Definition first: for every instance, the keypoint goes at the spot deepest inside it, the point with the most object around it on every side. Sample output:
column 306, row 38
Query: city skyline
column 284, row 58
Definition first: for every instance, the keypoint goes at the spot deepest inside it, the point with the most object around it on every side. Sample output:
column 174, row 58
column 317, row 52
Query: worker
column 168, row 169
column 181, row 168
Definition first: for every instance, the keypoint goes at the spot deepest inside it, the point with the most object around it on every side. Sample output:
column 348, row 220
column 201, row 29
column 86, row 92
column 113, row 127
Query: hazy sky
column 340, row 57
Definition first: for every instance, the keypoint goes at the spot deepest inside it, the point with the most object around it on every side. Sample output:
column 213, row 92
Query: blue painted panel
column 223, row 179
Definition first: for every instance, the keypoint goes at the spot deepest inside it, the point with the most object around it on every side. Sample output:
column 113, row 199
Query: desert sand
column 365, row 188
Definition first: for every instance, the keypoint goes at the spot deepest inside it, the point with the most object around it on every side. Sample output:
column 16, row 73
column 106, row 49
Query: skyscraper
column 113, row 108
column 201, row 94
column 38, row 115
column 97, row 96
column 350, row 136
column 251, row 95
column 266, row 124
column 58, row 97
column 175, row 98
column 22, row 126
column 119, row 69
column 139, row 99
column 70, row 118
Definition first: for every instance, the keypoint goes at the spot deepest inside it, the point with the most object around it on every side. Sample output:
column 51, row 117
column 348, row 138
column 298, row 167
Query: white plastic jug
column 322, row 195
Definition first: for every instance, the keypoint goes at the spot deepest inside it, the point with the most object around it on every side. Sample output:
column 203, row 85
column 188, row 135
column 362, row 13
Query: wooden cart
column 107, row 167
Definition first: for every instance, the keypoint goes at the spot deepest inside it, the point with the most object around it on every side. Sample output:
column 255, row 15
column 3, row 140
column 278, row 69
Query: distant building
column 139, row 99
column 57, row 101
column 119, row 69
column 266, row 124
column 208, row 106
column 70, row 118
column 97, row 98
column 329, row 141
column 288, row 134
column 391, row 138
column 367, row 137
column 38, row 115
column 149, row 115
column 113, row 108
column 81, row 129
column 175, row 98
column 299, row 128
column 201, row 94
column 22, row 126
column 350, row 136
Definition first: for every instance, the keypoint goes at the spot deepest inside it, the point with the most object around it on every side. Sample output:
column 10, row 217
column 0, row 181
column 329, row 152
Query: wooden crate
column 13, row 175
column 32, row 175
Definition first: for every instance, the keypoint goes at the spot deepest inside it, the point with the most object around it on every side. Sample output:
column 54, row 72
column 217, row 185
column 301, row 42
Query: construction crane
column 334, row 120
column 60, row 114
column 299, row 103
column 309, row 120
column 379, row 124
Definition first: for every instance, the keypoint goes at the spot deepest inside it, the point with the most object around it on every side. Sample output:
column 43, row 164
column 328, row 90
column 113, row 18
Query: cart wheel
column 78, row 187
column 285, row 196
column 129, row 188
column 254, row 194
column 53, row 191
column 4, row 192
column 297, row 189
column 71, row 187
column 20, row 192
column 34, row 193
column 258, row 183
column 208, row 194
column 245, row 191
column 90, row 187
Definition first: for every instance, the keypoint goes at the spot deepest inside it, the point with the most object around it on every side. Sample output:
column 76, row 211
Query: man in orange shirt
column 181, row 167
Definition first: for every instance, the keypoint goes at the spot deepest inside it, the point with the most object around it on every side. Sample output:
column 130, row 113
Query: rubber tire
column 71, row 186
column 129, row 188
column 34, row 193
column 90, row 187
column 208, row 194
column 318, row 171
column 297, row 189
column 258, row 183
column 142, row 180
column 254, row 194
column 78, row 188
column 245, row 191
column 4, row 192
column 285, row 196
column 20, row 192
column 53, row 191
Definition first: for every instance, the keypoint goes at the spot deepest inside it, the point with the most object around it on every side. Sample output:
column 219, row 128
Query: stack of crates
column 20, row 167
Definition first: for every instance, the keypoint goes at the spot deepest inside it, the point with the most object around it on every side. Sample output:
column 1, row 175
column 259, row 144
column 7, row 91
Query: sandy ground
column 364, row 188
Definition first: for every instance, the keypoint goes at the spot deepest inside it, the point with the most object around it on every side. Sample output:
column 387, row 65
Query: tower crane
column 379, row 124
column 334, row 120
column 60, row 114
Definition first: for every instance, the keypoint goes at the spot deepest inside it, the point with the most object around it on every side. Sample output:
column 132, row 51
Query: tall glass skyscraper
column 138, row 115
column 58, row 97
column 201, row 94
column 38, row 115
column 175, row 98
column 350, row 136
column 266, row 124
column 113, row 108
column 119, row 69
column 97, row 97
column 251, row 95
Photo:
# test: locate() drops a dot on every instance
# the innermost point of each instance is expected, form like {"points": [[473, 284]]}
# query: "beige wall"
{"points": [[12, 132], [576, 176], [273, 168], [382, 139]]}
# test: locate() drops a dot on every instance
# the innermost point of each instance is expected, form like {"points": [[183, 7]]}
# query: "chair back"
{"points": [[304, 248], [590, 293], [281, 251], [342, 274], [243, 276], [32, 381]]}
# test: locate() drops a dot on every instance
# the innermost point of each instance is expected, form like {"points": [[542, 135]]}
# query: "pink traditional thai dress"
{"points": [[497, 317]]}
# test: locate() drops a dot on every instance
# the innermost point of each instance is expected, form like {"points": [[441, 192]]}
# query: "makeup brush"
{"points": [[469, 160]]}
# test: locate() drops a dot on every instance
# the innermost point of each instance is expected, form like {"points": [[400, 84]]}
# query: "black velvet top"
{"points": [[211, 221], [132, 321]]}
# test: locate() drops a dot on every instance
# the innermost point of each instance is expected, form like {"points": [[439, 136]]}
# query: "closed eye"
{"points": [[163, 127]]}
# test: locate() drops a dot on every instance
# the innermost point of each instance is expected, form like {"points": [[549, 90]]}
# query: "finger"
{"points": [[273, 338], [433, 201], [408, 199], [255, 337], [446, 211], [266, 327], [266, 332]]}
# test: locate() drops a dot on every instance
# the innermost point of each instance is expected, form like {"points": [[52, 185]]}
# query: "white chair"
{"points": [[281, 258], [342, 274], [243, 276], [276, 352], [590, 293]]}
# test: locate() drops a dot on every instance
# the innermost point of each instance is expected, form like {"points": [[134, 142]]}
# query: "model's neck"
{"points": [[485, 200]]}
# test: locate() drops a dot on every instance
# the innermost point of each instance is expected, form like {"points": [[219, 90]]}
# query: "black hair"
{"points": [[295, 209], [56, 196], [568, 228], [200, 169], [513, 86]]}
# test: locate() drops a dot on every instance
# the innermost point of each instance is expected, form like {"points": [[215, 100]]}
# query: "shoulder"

-----

Convert the records above into a Markdown table with the columns Row and Line, one numbered row per line and blank lines omitted.

| Row | Line |
|---|---|
| 1 | Definition first: for every instance, the keypoint goes at the spot deepest inside it, the point with the most object around it on every side. Sample output: |
| 2 | column 306, row 38 |
| 3 | Query: city skyline |
| 4 | column 284, row 58 |
| 5 | Definition first: for every instance, the keypoint goes at the spot deepest inside it, the point with the most object around it on every side. Sample output: |
| 6 | column 174, row 58 |
| 7 | column 317, row 52 |
| 8 | Query: worker |
| 9 | column 168, row 169 |
| 10 | column 181, row 168 |
| 11 | Definition first: for every instance, the keypoint goes at the spot deepest inside it, the point with the most object around it on every side. Sample output: |
| 12 | column 348, row 220 |
| 13 | column 201, row 29 |
| 14 | column 86, row 92 |
| 15 | column 113, row 127 |
| 16 | Query: hazy sky |
| 17 | column 340, row 57 |
| 18 | Definition first: for every instance, the keypoint goes at the spot deepest inside it, the point with the most object around it on every side. Sample output: |
| 19 | column 213, row 92 |
| 20 | Query: blue painted panel |
| 21 | column 223, row 179 |
| 22 | Definition first: for every instance, the keypoint goes at the spot deepest inside it, the point with the most object around it on every side. Sample output: |
| 23 | column 113, row 199 |
| 24 | Query: desert sand |
| 25 | column 365, row 188 |
| 26 | Definition first: for every instance, the keypoint goes at the spot deepest inside it, the point with the most object around it on every side. Sample output: |
| 27 | column 16, row 73 |
| 28 | column 106, row 49 |
| 29 | Query: skyscraper |
| 30 | column 113, row 108 |
| 31 | column 201, row 94 |
| 32 | column 38, row 115 |
| 33 | column 97, row 96 |
| 34 | column 350, row 136 |
| 35 | column 251, row 95 |
| 36 | column 266, row 124 |
| 37 | column 58, row 97 |
| 38 | column 175, row 98 |
| 39 | column 22, row 126 |
| 40 | column 119, row 69 |
| 41 | column 139, row 99 |
| 42 | column 70, row 118 |
| 43 | Definition first: for every instance, the keypoint goes at the spot deepest inside it, the point with the most object around it on every side. Sample output: |
| 44 | column 51, row 117 |
| 45 | column 348, row 138 |
| 46 | column 298, row 167 |
| 47 | Query: white plastic jug |
| 48 | column 322, row 195 |
| 49 | Definition first: for every instance, the keypoint goes at the spot deepest inside it, the point with the most object around it on every side. Sample output: |
| 50 | column 203, row 85 |
| 51 | column 188, row 135 |
| 52 | column 362, row 13 |
| 53 | Query: wooden cart |
| 54 | column 107, row 167 |
| 55 | Definition first: for every instance, the keypoint goes at the spot deepest inside it, the point with the most object around it on every side. Sample output: |
| 56 | column 255, row 15 |
| 57 | column 3, row 140 |
| 58 | column 278, row 69 |
| 59 | Query: distant building |
| 60 | column 139, row 99 |
| 61 | column 57, row 101 |
| 62 | column 119, row 69 |
| 63 | column 266, row 124 |
| 64 | column 208, row 106 |
| 65 | column 70, row 118 |
| 66 | column 97, row 98 |
| 67 | column 329, row 141 |
| 68 | column 288, row 134 |
| 69 | column 391, row 138 |
| 70 | column 367, row 137 |
| 71 | column 38, row 115 |
| 72 | column 149, row 115 |
| 73 | column 113, row 108 |
| 74 | column 81, row 129 |
| 75 | column 175, row 98 |
| 76 | column 299, row 128 |
| 77 | column 201, row 94 |
| 78 | column 22, row 126 |
| 79 | column 350, row 136 |
| 80 | Definition first: for every instance, the keypoint goes at the spot deepest inside it, the point with the most object around it on every side. Sample output: |
| 81 | column 10, row 217 |
| 82 | column 0, row 181 |
| 83 | column 329, row 152 |
| 84 | Query: wooden crate |
| 85 | column 13, row 175 |
| 86 | column 32, row 175 |
| 87 | Definition first: for every instance, the keypoint goes at the spot deepest inside it, the point with the most object around it on every side. Sample output: |
| 88 | column 54, row 72 |
| 89 | column 217, row 185 |
| 90 | column 301, row 42 |
| 91 | Query: construction crane |
| 92 | column 334, row 120 |
| 93 | column 60, row 114 |
| 94 | column 299, row 103 |
| 95 | column 309, row 120 |
| 96 | column 379, row 124 |
| 97 | Definition first: for every instance, the keypoint goes at the spot deepest inside it, the point with the most object around it on every side. Sample output: |
| 98 | column 43, row 164 |
| 99 | column 328, row 90 |
| 100 | column 113, row 18 |
| 101 | Query: cart wheel |
| 102 | column 78, row 187 |
| 103 | column 285, row 196 |
| 104 | column 129, row 188 |
| 105 | column 254, row 194 |
| 106 | column 53, row 191 |
| 107 | column 4, row 192 |
| 108 | column 297, row 189 |
| 109 | column 71, row 187 |
| 110 | column 20, row 192 |
| 111 | column 34, row 193 |
| 112 | column 258, row 183 |
| 113 | column 208, row 194 |
| 114 | column 245, row 191 |
| 115 | column 90, row 187 |
| 116 | Definition first: for every instance, the keypoint goes at the spot deepest inside it, the point with the most object around it on every side. Sample output: |
| 117 | column 76, row 211 |
| 118 | Query: man in orange shirt |
| 119 | column 181, row 167 |
| 120 | Definition first: for every instance, the keypoint goes at the spot deepest inside it, the point with the most object around it on every side. Sample output: |
| 121 | column 130, row 113 |
| 122 | Query: rubber tire |
| 123 | column 71, row 186 |
| 124 | column 129, row 188 |
| 125 | column 34, row 193 |
| 126 | column 90, row 187 |
| 127 | column 208, row 194 |
| 128 | column 318, row 171 |
| 129 | column 297, row 189 |
| 130 | column 258, row 183 |
| 131 | column 142, row 180 |
| 132 | column 254, row 194 |
| 133 | column 78, row 188 |
| 134 | column 245, row 191 |
| 135 | column 4, row 192 |
| 136 | column 285, row 196 |
| 137 | column 20, row 192 |
| 138 | column 53, row 191 |
| 139 | Definition first: for every instance, the keypoint goes at the spot deepest inside it, the point with the most object around it on every side. Sample output: |
| 140 | column 219, row 128 |
| 141 | Query: stack of crates |
| 142 | column 20, row 167 |
| 143 | Definition first: for every instance, the keypoint goes at the spot deepest inside it, the point with the most object around it on every side. Sample output: |
| 144 | column 1, row 175 |
| 145 | column 259, row 144 |
| 146 | column 7, row 91 |
| 147 | Query: sandy ground |
| 148 | column 364, row 188 |
| 149 | Definition first: for every instance, the keypoint goes at the spot deepest inside it, the point with the most object around it on every side. Sample output: |
| 150 | column 387, row 65 |
| 151 | Query: tower crane |
| 152 | column 379, row 124 |
| 153 | column 334, row 120 |
| 154 | column 60, row 114 |
| 155 | Definition first: for every instance, the keypoint goes at the spot deepest inside it, the point with the most object around it on every side. Sample output: |
| 156 | column 132, row 51 |
| 157 | Query: tall glass skyscraper |
| 158 | column 138, row 115 |
| 159 | column 58, row 97 |
| 160 | column 201, row 94 |
| 161 | column 38, row 115 |
| 162 | column 175, row 98 |
| 163 | column 350, row 136 |
| 164 | column 266, row 124 |
| 165 | column 113, row 108 |
| 166 | column 119, row 69 |
| 167 | column 97, row 97 |
| 168 | column 251, row 95 |
| 169 | Photo: |
| 170 | # test: locate() drops a dot on every instance |
| 171 | # the innermost point of each instance is expected, form like {"points": [[473, 284]]} |
| 172 | # query: "beige wall" |
| 173 | {"points": [[12, 132], [576, 176], [273, 168], [382, 139]]} |
| 174 | # test: locate() drops a dot on every instance |
| 175 | # the innermost point of each instance is expected, form like {"points": [[183, 7]]} |
| 176 | # query: "chair back" |
| 177 | {"points": [[304, 248], [590, 293], [281, 251], [342, 274], [243, 276], [32, 381]]} |
| 178 | # test: locate() drops a dot on every instance |
| 179 | # the innermost point of each instance is expected, form like {"points": [[542, 135]]} |
| 180 | # query: "pink traditional thai dress" |
| 181 | {"points": [[497, 317]]} |
| 182 | # test: locate() drops a dot on every instance |
| 183 | # the innermost point of each instance is expected, form like {"points": [[441, 192]]} |
| 184 | # query: "makeup brush" |
| 185 | {"points": [[469, 160]]} |
| 186 | # test: locate() drops a dot on every instance |
| 187 | # the innermost point of each instance is expected, form like {"points": [[400, 84]]} |
| 188 | # query: "black velvet top" |
| 189 | {"points": [[211, 221], [132, 321]]} |
| 190 | # test: locate() drops a dot on every instance |
| 191 | # the innermost point of each instance is expected, form like {"points": [[439, 136]]} |
| 192 | # query: "closed eye" |
| 193 | {"points": [[163, 127]]} |
| 194 | # test: locate() drops a dot on every instance |
| 195 | # the innermost point of each instance is expected, form like {"points": [[549, 90]]} |
| 196 | # query: "finger" |
| 197 | {"points": [[273, 338], [433, 201], [408, 199], [255, 337], [446, 211], [266, 327], [266, 332]]} |
| 198 | # test: locate() drops a dot on every instance |
| 199 | # the innermost point of each instance is expected, form like {"points": [[52, 185]]} |
| 200 | # query: "white chair" |
| 201 | {"points": [[281, 258], [342, 274], [243, 276], [276, 352], [590, 293]]} |
| 202 | # test: locate() drops a dot on every instance |
| 203 | # the innermost point of each instance is expected, form like {"points": [[134, 142]]} |
| 204 | # query: "model's neck" |
| 205 | {"points": [[485, 200]]} |
| 206 | # test: locate() drops a dot on every instance |
| 207 | # the innermost point of each instance is expected, form like {"points": [[219, 90]]} |
| 208 | # query: "black hair" |
| 209 | {"points": [[295, 209], [56, 196], [568, 228], [200, 169], [513, 86]]} |
| 210 | # test: locate() drops a dot on every instance |
| 211 | # the innermost point of each instance is expected, form like {"points": [[215, 100]]} |
| 212 | # query: "shoulder" |